### INSTRUCTIONS
1. Decide whether each statement below agrees with the blog excerpt about the Facebook purge, answering yes or no and quoting the words of the excerpt that settle it. (a) Facebook publicly acknowledged that the deletions had occurred. (b) Niles Niemuth was the Socialist Equality Party's candidate for US Vice President in 2016. (c) The personal account of Genevieve Leigh was disabled.
2. Using the blog excerpt about the Facebook purge, explain in one to three sentences why the writer presents the purge as something that had been anticipated.

═══ TEXT SEGMENT ═══

Further to my Lucire op–ed on January 8, and my blog post on January 11, I hinted that this could happen.
   From the World Socialist Web Site:

On Friday, Facebook carried out a purge of left-wing, antiwar and progressive pages and accounts, including leading members of the Socialist Equality Party. Facebook gave no explanation why the accounts were disabled or even a public acknowledgement that the deletions had occurred.
   At least a half dozen leading members of the Socialist Equality Party had their Facebook accounts permanently disabled. This included the public account of Genevieve Leigh, the national secretary of the International Youth and Students for Social Equality, and the personal account of Niles Niemuth, the US managing editor of the World Socialist Web Site. In 2016, Niemuth was the Socialist Equality Party’s candidate for US Vice President.

═══ LISTED ENTRIES ═══

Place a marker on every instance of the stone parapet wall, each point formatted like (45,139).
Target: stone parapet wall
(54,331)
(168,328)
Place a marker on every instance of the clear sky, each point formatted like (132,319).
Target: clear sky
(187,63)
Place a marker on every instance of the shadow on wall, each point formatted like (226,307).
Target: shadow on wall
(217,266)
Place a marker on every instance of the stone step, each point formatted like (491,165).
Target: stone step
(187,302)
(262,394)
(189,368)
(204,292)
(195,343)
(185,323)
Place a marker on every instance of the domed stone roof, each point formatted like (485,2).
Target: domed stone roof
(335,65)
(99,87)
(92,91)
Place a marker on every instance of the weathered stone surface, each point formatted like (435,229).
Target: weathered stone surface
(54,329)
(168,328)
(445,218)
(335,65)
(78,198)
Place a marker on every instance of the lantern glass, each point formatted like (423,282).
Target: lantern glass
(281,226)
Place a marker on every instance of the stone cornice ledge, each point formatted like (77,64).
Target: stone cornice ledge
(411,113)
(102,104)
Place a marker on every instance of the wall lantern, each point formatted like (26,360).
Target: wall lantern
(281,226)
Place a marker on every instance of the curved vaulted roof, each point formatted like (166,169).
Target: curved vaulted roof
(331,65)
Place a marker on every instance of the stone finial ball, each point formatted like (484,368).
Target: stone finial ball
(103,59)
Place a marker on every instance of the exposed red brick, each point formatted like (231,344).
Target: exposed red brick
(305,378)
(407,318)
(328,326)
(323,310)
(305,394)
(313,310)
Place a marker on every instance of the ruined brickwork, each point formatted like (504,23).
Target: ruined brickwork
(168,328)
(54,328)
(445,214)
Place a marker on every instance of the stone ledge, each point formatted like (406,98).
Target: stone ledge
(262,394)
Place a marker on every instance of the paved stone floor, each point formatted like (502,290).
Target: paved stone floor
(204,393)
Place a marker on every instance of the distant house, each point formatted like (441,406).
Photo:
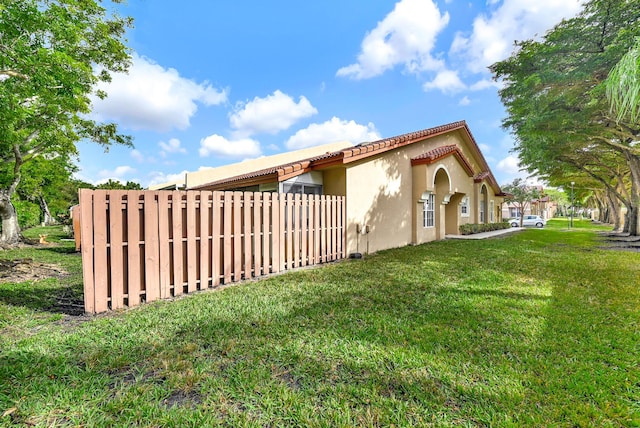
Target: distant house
(408,189)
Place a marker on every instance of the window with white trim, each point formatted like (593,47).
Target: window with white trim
(464,207)
(429,211)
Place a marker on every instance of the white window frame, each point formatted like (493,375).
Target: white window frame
(429,211)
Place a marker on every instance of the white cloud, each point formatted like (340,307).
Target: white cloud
(492,37)
(271,115)
(153,97)
(509,165)
(159,177)
(405,36)
(173,146)
(137,155)
(465,101)
(446,81)
(332,131)
(218,145)
(118,172)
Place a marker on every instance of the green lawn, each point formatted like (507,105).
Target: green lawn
(538,328)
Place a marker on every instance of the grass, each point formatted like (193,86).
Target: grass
(539,328)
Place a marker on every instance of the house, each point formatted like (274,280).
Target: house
(408,189)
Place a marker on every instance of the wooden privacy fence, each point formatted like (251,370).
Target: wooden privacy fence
(141,246)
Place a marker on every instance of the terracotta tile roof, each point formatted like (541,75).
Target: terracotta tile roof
(442,152)
(352,154)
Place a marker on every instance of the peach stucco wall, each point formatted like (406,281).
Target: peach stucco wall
(384,205)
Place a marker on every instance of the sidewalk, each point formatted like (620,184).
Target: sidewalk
(485,235)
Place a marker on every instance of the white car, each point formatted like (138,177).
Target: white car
(529,220)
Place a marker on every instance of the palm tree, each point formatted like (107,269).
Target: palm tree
(623,86)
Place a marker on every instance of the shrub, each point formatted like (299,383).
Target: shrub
(28,213)
(471,228)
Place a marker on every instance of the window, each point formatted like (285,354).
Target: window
(464,207)
(302,188)
(429,211)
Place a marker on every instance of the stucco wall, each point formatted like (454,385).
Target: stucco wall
(384,192)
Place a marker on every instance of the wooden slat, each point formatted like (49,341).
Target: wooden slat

═══

### THE ANSWERS
1.
(a) No: "Facebook gave no explanation why the accounts were disabled or even a public acknowledgement that the deletions had occurred."
(b) Yes: "In 2016, Niemuth was the Socialist Equality Party’s candidate for US Vice President."
(c) No: "the public account of Genevieve Leigh"

2. The writer had already hinted that this could happen, in a Lucire op-ed on January 8 and a blog post on January 11. The purge is presented as following up on those earlier pieces.